┌────────
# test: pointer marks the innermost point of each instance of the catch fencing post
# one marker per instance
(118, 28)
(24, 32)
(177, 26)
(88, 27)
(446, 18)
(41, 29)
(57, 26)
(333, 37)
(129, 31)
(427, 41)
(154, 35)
└────────
Stated exercise:
Copy the lines above word for word, with every character and line break unchanged.

Result of this exercise:
# test: pointer marks the innermost point of each instance of the catch fencing post
# one marker per instance
(118, 28)
(24, 32)
(177, 26)
(88, 27)
(446, 18)
(41, 29)
(57, 26)
(333, 37)
(129, 31)
(427, 41)
(154, 35)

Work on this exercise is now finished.